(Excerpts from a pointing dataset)
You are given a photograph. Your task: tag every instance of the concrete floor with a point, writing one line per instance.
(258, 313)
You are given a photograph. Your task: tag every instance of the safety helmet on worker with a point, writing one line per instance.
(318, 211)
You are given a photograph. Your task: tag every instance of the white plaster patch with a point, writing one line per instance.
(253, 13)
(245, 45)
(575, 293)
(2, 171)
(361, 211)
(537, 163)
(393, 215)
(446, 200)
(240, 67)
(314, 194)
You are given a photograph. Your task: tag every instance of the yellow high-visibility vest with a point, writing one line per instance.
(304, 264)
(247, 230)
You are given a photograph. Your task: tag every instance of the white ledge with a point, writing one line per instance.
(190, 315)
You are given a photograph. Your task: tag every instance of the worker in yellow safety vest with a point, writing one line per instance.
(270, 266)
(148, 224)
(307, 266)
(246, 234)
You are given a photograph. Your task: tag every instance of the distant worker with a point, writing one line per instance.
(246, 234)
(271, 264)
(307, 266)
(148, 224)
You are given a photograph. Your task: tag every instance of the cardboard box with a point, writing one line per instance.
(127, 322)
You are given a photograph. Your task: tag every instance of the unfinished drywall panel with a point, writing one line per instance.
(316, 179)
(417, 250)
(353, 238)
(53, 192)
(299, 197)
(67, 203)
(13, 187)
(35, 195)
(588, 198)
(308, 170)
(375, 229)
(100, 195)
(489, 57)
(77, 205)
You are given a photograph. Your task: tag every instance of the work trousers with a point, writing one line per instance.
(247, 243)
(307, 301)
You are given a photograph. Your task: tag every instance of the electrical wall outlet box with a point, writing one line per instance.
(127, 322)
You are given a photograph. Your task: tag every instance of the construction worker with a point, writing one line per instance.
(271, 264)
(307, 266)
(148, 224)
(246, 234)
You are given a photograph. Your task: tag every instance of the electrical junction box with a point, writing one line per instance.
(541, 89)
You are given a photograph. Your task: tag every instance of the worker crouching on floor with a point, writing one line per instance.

◆ Prompt ◆
Copy all of the records above word for word, with every line unchanged and in the same order.

◆ Final answer ◆
You are given a photograph. Your task: tag every instance of the concrete floor with a point, writing one line per instance.
(258, 313)
You are given a photograph. Your task: tag every instance of the safety helmet on worker with a point, writing one line per instance.
(318, 211)
You are given a photograph. Your task: tag every instance of the white plaster patch with a point, writing one line per instance.
(253, 13)
(245, 45)
(575, 293)
(2, 171)
(361, 211)
(537, 163)
(393, 215)
(446, 200)
(240, 67)
(314, 194)
You are given a photograph. Your task: tag every instance of the yellow high-visibility vest with a point, writing one line per instance.
(304, 264)
(247, 230)
You are given a photograph. Your task: tag every instance of the white ledge with a point, writing one line per instance.
(190, 315)
You are given a photograph. Your task: tag every instance of the worker in yellow safety vest with a point, writing one line per instance.
(270, 266)
(148, 224)
(307, 266)
(246, 234)
You are given a photograph. Your task: tag every instance of the distant worker with a point, writing one line per instance.
(246, 234)
(271, 264)
(307, 266)
(148, 224)
You are given a photograph. Your task: tag every instance of the cardboard box with a point, writing one line per instance.
(127, 322)
You are given a photograph. Your task: tag every instance of the unfinished drywall panel with a point, writing one line per instance.
(316, 179)
(417, 250)
(353, 238)
(53, 192)
(299, 197)
(67, 203)
(13, 187)
(35, 195)
(588, 198)
(308, 170)
(375, 229)
(100, 195)
(489, 57)
(77, 205)
You are given a photograph. Your task: tag every instance of the work trousers with a point, writing one line per instance.
(247, 243)
(307, 301)
You are given a photograph. Your task: tag every instance of the electrical wall outlet box with a point, writing one line per instance.
(127, 322)
You are given a photograph. Your task: tag every instance of the construction worker with a point, writing one line per instance.
(271, 264)
(307, 266)
(148, 224)
(246, 234)
You are given a photograph. Your task: tag every instance of the electrical junction box with a point, writing one line per instance.
(541, 89)
You are given a photograph. Your task: tag every instance of the worker crouching on floor with a point, writing one line per instance.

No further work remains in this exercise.